TASK INSTRUCTIONS:
Copy, word for word, the line containing "the firefighter in" and each line that follows it in the entries below; pictures do not belong in the copy.

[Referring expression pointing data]
◇ ◇ ◇ ◇ ◇

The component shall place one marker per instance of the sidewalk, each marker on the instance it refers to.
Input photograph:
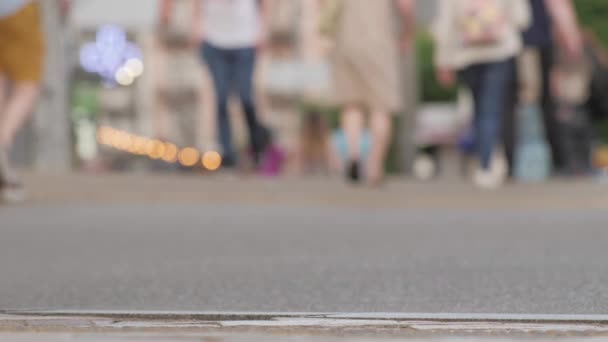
(112, 328)
(235, 189)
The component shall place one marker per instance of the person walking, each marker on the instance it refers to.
(477, 39)
(21, 69)
(230, 32)
(554, 24)
(367, 76)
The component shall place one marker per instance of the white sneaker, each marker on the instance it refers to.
(488, 179)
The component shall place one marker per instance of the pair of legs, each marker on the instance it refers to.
(353, 124)
(489, 84)
(16, 104)
(552, 130)
(232, 71)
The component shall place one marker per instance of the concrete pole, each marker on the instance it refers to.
(51, 122)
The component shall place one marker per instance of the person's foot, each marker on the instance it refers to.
(353, 172)
(11, 187)
(488, 179)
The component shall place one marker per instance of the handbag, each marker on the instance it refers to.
(481, 22)
(331, 11)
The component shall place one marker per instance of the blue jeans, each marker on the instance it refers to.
(489, 84)
(232, 72)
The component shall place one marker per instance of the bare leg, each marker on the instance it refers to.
(352, 125)
(3, 91)
(381, 135)
(17, 110)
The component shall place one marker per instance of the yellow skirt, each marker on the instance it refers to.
(23, 49)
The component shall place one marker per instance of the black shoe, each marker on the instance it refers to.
(353, 172)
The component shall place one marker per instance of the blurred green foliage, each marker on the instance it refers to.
(593, 15)
(430, 89)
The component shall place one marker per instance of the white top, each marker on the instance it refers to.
(231, 23)
(10, 7)
(452, 54)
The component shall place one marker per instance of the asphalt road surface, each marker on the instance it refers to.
(538, 251)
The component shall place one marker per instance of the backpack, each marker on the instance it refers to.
(481, 22)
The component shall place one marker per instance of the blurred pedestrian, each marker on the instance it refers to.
(21, 69)
(176, 75)
(230, 34)
(477, 39)
(554, 25)
(367, 74)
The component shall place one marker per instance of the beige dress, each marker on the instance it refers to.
(366, 56)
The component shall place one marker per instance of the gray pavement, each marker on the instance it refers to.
(141, 243)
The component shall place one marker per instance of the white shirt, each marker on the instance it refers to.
(231, 24)
(10, 7)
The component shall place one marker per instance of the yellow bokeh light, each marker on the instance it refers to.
(158, 150)
(212, 160)
(170, 155)
(139, 145)
(188, 156)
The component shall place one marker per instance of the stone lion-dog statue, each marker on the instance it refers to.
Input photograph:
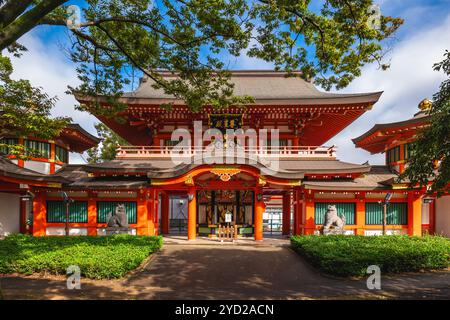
(333, 224)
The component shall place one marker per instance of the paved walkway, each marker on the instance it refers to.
(267, 270)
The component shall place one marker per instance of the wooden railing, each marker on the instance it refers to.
(148, 152)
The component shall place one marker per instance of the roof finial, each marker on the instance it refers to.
(425, 104)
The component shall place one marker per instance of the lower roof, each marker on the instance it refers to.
(79, 176)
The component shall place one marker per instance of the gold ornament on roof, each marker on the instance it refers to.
(425, 104)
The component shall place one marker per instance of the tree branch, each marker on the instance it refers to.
(12, 9)
(27, 21)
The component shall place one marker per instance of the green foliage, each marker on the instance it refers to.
(98, 257)
(196, 39)
(107, 149)
(342, 255)
(433, 143)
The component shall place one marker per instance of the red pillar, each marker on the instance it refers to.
(39, 214)
(432, 215)
(286, 228)
(52, 157)
(192, 214)
(259, 211)
(298, 212)
(23, 216)
(164, 213)
(414, 214)
(152, 212)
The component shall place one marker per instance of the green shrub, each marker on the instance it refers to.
(351, 255)
(97, 257)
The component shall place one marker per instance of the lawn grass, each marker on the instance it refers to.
(98, 257)
(342, 255)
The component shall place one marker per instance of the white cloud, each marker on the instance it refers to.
(46, 66)
(409, 80)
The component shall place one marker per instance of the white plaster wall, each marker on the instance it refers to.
(443, 216)
(9, 213)
(61, 231)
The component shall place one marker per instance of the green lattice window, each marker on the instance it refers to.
(56, 211)
(5, 142)
(105, 208)
(61, 154)
(397, 213)
(43, 148)
(343, 208)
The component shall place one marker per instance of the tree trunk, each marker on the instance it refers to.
(27, 21)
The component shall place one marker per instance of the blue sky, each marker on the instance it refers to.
(420, 42)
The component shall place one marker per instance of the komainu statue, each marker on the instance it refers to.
(333, 223)
(119, 218)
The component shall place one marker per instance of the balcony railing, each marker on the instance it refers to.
(282, 152)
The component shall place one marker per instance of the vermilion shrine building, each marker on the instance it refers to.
(162, 197)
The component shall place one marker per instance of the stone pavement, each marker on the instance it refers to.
(205, 269)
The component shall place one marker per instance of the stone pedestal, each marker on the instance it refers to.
(118, 230)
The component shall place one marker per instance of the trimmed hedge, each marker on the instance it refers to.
(98, 257)
(342, 255)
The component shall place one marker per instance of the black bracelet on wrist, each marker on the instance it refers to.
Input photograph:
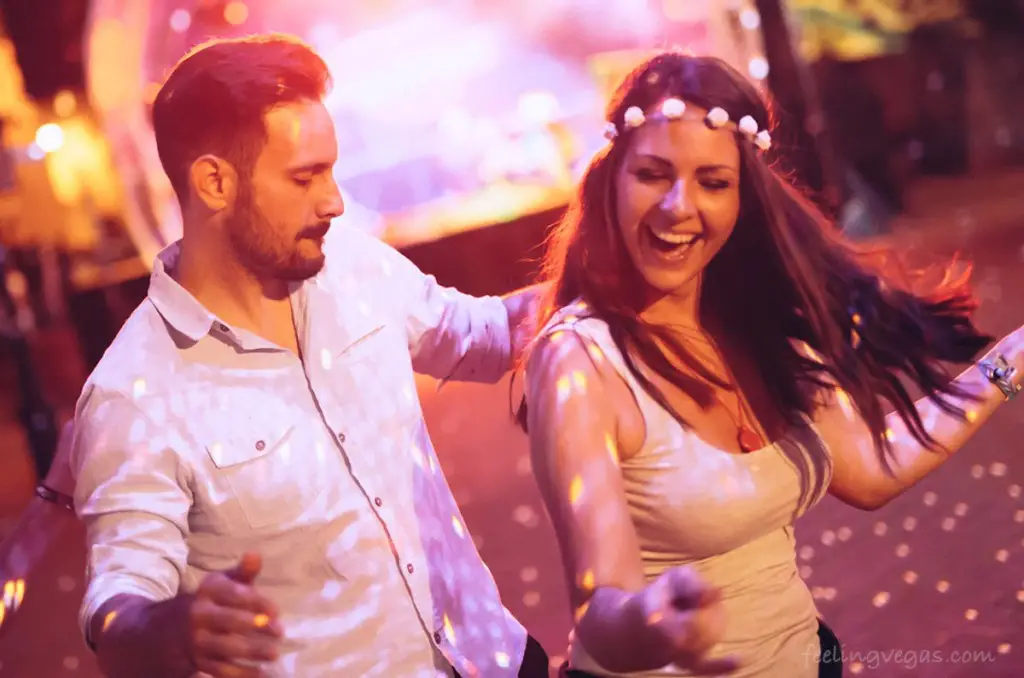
(1000, 373)
(48, 494)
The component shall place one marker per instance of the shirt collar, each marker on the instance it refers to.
(178, 307)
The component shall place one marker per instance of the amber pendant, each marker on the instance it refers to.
(749, 440)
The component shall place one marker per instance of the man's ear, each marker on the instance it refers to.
(214, 181)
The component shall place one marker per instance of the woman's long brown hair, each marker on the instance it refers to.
(785, 273)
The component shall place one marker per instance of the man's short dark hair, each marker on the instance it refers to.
(215, 98)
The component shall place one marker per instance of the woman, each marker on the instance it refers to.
(714, 357)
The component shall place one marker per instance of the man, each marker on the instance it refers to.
(260, 494)
(251, 461)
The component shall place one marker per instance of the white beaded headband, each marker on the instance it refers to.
(674, 109)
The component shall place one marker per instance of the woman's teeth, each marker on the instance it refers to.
(675, 239)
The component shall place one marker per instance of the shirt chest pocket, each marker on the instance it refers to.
(267, 466)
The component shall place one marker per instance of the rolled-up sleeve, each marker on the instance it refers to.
(455, 336)
(132, 494)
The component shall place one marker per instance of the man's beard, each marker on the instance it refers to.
(260, 249)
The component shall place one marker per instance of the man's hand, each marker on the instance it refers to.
(686, 616)
(59, 476)
(231, 627)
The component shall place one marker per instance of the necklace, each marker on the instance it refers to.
(748, 438)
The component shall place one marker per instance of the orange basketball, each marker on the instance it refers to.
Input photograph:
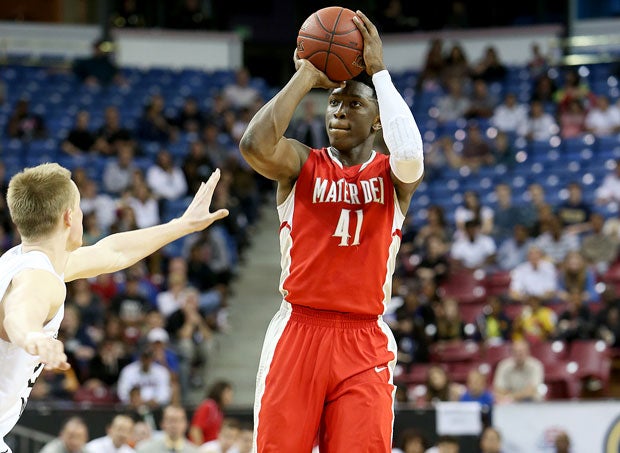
(331, 41)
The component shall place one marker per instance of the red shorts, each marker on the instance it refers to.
(327, 375)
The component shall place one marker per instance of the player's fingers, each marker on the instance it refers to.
(361, 26)
(369, 25)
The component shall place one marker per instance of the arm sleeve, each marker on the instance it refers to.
(400, 131)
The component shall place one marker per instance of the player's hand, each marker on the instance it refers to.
(320, 80)
(373, 47)
(51, 352)
(197, 216)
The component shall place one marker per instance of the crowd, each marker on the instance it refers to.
(142, 337)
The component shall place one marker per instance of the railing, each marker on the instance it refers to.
(27, 440)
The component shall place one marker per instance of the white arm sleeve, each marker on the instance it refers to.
(400, 131)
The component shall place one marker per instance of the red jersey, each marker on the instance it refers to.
(340, 230)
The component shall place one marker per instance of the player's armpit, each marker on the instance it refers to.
(33, 298)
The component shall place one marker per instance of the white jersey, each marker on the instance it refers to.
(20, 369)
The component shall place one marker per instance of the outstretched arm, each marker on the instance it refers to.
(33, 298)
(400, 131)
(263, 144)
(121, 250)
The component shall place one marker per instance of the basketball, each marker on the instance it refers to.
(330, 40)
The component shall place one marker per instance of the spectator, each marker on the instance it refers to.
(476, 151)
(24, 124)
(503, 152)
(190, 15)
(490, 440)
(111, 133)
(209, 416)
(436, 225)
(439, 387)
(241, 94)
(539, 126)
(80, 139)
(446, 444)
(197, 165)
(309, 127)
(509, 116)
(557, 242)
(609, 191)
(98, 69)
(536, 277)
(493, 325)
(214, 141)
(128, 15)
(450, 326)
(453, 105)
(434, 263)
(544, 89)
(131, 307)
(105, 367)
(411, 441)
(572, 120)
(118, 435)
(455, 66)
(489, 69)
(471, 209)
(226, 438)
(481, 102)
(574, 212)
(190, 119)
(154, 126)
(603, 119)
(562, 443)
(101, 206)
(473, 250)
(518, 378)
(245, 441)
(165, 179)
(476, 391)
(173, 425)
(158, 341)
(513, 250)
(599, 249)
(148, 379)
(191, 338)
(143, 204)
(573, 90)
(118, 173)
(506, 214)
(536, 323)
(537, 65)
(575, 322)
(430, 76)
(72, 438)
(575, 277)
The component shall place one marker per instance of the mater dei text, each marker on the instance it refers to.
(365, 191)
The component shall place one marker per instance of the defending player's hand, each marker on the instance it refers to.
(197, 215)
(319, 77)
(373, 47)
(50, 351)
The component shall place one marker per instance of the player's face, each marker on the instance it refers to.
(351, 113)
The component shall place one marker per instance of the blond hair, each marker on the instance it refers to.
(37, 198)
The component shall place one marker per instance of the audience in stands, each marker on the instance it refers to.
(72, 438)
(118, 436)
(24, 124)
(519, 377)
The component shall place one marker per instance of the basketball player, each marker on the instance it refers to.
(45, 206)
(328, 357)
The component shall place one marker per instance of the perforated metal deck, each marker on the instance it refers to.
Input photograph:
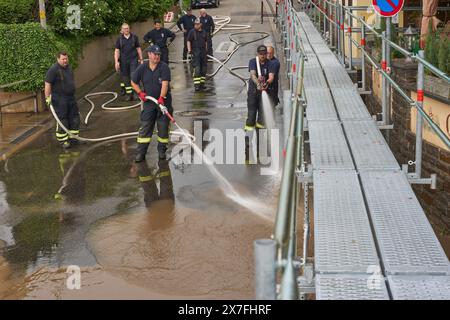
(328, 147)
(350, 105)
(314, 79)
(420, 287)
(338, 77)
(349, 287)
(368, 146)
(412, 258)
(406, 240)
(344, 242)
(320, 105)
(327, 59)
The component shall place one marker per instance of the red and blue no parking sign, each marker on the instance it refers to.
(387, 8)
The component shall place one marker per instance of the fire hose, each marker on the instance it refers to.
(222, 23)
(122, 135)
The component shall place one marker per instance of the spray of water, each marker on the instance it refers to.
(253, 205)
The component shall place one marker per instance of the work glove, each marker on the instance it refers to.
(142, 95)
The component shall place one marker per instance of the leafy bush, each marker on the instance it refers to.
(437, 49)
(16, 11)
(94, 14)
(27, 52)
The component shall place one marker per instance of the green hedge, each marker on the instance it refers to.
(17, 11)
(27, 52)
(437, 49)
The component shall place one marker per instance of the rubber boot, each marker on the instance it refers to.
(139, 157)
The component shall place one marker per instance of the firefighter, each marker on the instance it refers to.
(209, 26)
(155, 77)
(186, 24)
(126, 54)
(60, 92)
(148, 182)
(159, 36)
(257, 84)
(197, 43)
(273, 88)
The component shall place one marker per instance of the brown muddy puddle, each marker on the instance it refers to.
(161, 252)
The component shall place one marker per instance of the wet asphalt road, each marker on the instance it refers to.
(175, 235)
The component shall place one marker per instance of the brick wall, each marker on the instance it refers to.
(436, 203)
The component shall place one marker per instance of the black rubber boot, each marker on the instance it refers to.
(66, 145)
(130, 97)
(162, 151)
(139, 157)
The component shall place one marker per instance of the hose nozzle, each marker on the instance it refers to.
(166, 112)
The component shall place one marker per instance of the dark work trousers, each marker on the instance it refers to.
(254, 110)
(210, 48)
(66, 109)
(273, 93)
(165, 55)
(127, 67)
(148, 181)
(185, 45)
(199, 63)
(150, 115)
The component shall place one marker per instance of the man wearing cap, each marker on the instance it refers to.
(197, 42)
(160, 36)
(257, 84)
(186, 24)
(60, 92)
(155, 78)
(273, 88)
(126, 60)
(209, 26)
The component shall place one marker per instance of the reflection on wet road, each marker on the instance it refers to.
(163, 229)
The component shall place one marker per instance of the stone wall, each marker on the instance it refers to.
(401, 139)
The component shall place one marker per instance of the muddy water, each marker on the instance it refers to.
(160, 253)
(185, 253)
(172, 249)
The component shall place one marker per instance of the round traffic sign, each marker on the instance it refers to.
(387, 8)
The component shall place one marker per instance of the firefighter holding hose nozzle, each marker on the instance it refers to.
(261, 77)
(155, 77)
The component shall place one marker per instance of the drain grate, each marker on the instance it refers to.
(193, 113)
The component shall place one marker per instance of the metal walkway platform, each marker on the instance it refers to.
(366, 215)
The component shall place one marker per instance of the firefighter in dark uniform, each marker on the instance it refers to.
(209, 26)
(148, 182)
(273, 88)
(186, 24)
(155, 77)
(257, 84)
(159, 36)
(60, 92)
(197, 43)
(126, 54)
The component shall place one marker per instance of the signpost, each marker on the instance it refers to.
(387, 8)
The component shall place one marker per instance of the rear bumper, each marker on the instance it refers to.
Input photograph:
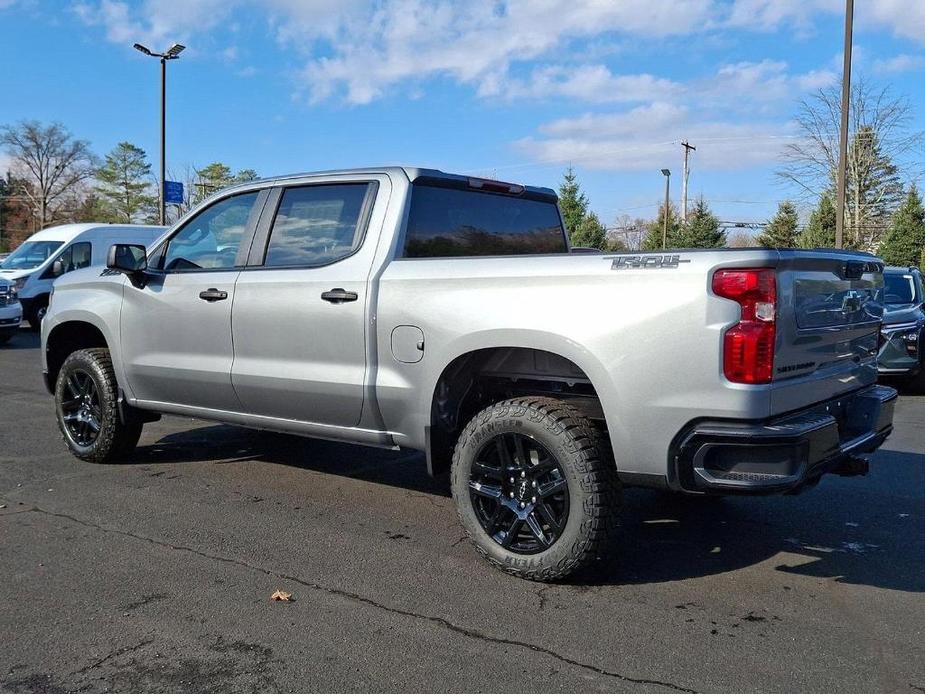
(784, 453)
(900, 349)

◇ ◇ ◇ ◇ ◇

YOUR RESPONSE:
The component shall place one marker per instance of the firefighter in dark uniform, each marker on the instance it refers to.
(209, 26)
(148, 182)
(273, 88)
(186, 24)
(155, 77)
(257, 84)
(159, 36)
(60, 92)
(197, 43)
(126, 54)
The component shall place one marker per instance of the signpost, each marker on the instance it refers to.
(387, 8)
The component shall place one marker per instance of the rear bumper, each marker on the instance it refers to.
Input photograph:
(784, 453)
(900, 349)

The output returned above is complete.